— Start of Source document —

Emphasising with the Court the essential role played by political parties in maintaining the pluralism and proper functioning of democracy, and the need to avoid restricting their freedom of association and expression unless there are convincing and compelling reasons for doing so, and recalling that a political party may campaign to change the law or the legal or constitutional structures of a state subject to two conditions: (1) the means used to this end must be legal and democratic in every respect; and (2) the change advocated must itself be compatible with the fundamental principles of democracy;

 

Noting in this connection the constitutional changes of 2001 and the amendments to the Law on Political Parties adopted in 2003 which reinforced the requirement of proportionality for any interference by the state in the freedom of association;

 

Recalling the importance in this situation of the Turkish authorities' continued efforts to ensure the direct effect of the Court's judgments in the interpretation of the Turkish Constitution and law (see, for example the authorisation of the Communist Party to take part in the 2003 general election despite the formal constitutional ban on using the name “Communist”; see also the more general efforts described in Resolution ResDH(2001)71 in the Akkuş case and Interim Resolution ResDH(2005)43 concerning the actions of the security forces in Turkey);

 

Welcoming the 2004 amendment to Article 90 of the Constitution, henceforth providing that international human rights treaties take precedence over any incompatible national legislation;

 

Strongly encouraging the Turkish authorities to pursue their efforts to give direct effect of the Court's case-law in the implementation of Turkish law.

 

2.3.4       The Guidelines of the Venice Commission

 

55.  The survey on prohibition and dissolution of political parties in Europe, done by the Venice Commission in 1998, led to the adoption by the Venice Commission of its “Guidelines on prohibition and dissolution of political parties and analogous measures” in December 1999.[20] These guidelines consist of seven paragraphs, stressing inter alia the importance of political parties, and that prohibition or dissolution is a particularly far-reaching measure, which should be used with “utmost restraint” and subject to a strict principle of proportionality.

 

56.  In the present opinion, the Venice Commission reiterates and confirms these guidelines, which have also been endorsed by the Parliamentary Assembly of the Council of Europe, and which for a decade have been widely referred to as general European standards, inter alia by the institutions of the Council of Europe and the European Union.

 

57.  Of particular relevance to the present assessment is paragraph 3 of the guidelines, which states that:

 

3. Prohibition or enforced dissolution of political parties may only be justified in the case of parties which advocate the use of violence or use violence as a political means to overthrow the democratic constitutional order, thereby undermining the rights and freedoms guaranteed by the constitution. The fact alone that a party advocates a peaceful change of the Constitution should not be sufficient for its prohibition or dissolution.

 

58.  The essence of this paragraph is that the Venice Commission only recognises the threat or use of violence as the sole legitimate criterion for dissolution of political parties. In other words, first of all the means must be undemocratic, not only the ends (objectives), and, secondly it is not in itself sufficient for dissolution that a party holds opinions that are incompatible with democracy. There must in addition be a threat of violent activity on the part of the party concerned for prohibition to be legitimate.

 

59.  This standard adopted by the Venice Commission is somewhat stricter than that formulated by the ECtHR in its case law. In theory, it may also be stricter than the wording of the provisions on party closure that are to be found in some European countries. However it conforms to what has been the actual practice in democratic Europe for many decades.

 

60.  It may therefore be concluded that the Venice Commission’s standard accurately reflects the common European practice and model for protection of political parties.

— End of Source document —

> **Exercise directions**: Carry on the passage about the Venice Commission's guidelines on the dissolution of political parties, starting after its last sentence.

— Start of Supplied data —

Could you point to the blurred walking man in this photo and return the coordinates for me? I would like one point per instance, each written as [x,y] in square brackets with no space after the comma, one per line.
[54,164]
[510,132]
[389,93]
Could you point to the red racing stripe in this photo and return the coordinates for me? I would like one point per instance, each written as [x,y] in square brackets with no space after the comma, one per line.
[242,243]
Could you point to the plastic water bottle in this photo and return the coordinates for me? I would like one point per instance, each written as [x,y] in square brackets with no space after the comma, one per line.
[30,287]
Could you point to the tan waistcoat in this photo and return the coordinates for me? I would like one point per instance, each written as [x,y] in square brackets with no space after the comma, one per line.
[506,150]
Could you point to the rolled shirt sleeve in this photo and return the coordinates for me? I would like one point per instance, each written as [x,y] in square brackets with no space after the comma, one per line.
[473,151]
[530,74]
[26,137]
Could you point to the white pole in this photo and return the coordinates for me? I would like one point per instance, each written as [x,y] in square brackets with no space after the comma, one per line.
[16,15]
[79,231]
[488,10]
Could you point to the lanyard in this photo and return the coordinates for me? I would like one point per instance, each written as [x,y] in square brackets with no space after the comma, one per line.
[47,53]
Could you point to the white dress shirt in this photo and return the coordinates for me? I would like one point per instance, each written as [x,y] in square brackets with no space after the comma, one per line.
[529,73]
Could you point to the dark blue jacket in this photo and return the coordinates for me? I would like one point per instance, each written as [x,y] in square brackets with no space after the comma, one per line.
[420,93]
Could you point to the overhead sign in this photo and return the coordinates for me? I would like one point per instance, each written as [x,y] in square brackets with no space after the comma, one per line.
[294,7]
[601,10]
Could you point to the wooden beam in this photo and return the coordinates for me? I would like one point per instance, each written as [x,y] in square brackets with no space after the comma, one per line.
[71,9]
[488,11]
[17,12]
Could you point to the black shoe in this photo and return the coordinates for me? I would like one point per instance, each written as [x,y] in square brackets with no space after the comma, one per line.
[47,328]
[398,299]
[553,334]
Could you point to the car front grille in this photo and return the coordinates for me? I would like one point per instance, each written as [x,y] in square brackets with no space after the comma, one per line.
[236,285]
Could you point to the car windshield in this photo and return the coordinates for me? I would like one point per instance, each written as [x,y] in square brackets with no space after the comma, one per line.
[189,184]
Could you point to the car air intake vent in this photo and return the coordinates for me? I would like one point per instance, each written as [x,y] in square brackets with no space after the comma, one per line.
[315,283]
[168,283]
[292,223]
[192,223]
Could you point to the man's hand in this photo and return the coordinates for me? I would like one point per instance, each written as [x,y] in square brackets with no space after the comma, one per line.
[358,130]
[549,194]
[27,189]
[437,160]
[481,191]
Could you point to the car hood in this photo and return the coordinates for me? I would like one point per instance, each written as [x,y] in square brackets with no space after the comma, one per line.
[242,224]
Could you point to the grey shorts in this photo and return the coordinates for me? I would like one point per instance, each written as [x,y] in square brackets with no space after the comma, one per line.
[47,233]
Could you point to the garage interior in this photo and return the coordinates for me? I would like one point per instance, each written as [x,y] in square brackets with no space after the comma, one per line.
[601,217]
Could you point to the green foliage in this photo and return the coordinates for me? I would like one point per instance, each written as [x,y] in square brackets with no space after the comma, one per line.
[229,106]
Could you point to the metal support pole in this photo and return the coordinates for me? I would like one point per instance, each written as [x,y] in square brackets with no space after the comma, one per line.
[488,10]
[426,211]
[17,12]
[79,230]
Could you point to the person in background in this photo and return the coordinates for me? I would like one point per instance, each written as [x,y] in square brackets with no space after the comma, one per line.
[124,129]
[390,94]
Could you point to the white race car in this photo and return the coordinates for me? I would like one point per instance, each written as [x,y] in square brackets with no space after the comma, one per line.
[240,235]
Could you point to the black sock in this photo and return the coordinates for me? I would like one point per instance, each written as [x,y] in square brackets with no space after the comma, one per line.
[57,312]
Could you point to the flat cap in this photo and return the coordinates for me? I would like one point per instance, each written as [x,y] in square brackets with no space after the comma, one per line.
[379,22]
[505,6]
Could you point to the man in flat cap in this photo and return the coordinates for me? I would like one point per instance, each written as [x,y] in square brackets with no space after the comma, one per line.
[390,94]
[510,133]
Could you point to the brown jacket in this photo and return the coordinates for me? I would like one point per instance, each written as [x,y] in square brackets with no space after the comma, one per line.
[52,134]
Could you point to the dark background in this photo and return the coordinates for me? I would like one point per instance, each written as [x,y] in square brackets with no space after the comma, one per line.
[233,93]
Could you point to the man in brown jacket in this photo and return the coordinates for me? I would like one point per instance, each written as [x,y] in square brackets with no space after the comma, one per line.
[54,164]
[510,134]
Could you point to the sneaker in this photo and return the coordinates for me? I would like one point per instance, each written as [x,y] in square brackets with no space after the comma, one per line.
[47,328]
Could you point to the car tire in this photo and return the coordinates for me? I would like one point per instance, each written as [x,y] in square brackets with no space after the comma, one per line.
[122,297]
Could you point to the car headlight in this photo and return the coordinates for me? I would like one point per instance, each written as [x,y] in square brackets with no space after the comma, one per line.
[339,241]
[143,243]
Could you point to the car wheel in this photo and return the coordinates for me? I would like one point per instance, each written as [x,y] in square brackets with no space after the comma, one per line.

— End of Supplied data —

> **Task output**:
 

61.  Of particular interest is also the emphasis on proportionality and burden of proof in paragraphs 5 and 6 of the guidelines:

 

5. The prohibition or dissolution of political parties as a particularly far-reaching measure should be used with utmost restraint. Before asking the competent judicial body to prohibit or dissolve a party, governments or other state organs should assess, having regard to the situation of the country concerned, whether the party really represents a danger to the free and democratic political order or to the rights of individuals and whether other, less radical measures could prevent the said danger.

6. Legal measures directed to the prohibition or legally enforced dissolution of political parties shall be a consequence of a judicial finding of unconstitutionality and shall be deemed as of an exceptional nature and governed by the principle of proportionality. Any such measure must be based on sufficient evidence that the party itself and not only individual members pursue political objectives using or preparing to use unconstitutional means.

 

 

2.4.           Summary – European standards

 

62.  The European constitutional and democratic standards on the issue of party prohibition and dissolution can be summarised in three points:

 

·                    There is no common European model on how to formally regulate prohibition and dissolution of political parties. On the contrary, there is great diversity among national constitutional and statutory regulations, ranging from no such rules at all to rather detailed provisions.

 

·                    However, there is a clear European approach as to how these rules are applied in practice: they are not applied. Even in countries with comprehensive provisions on party closure, these are narrowly interpreted and not applied in practice. The few exceptions to this only confirm the main model.

 

·                    There are common legal standards on the extent to which political parties must be protected against prohibition and dissolution, based on Article 11 of the ECHR. These are however only minimum standards. Each state is free to offer broader legal protection to its political parties, and most European states do so. There are also soft law standards formulated by the PACE and the Venice Commission, which may be said to reflect the common European democratic practice.

 

63.  These are the standards against which the rules on party prohibition and their actual application in Turkey must be reviewed.

 

 

3.                 Rules and practice on dissolution of political parties in Turkey

 

3.1.           Introduction

 

64.  The Venice Commission notes, first of all, that in Turkey the constitutional rules on party closure have for many decades played a fundamentally different role as compared to the common European approach, and continue to do so right up to the recent AK Party case of 2008 and the pending case against the DTP.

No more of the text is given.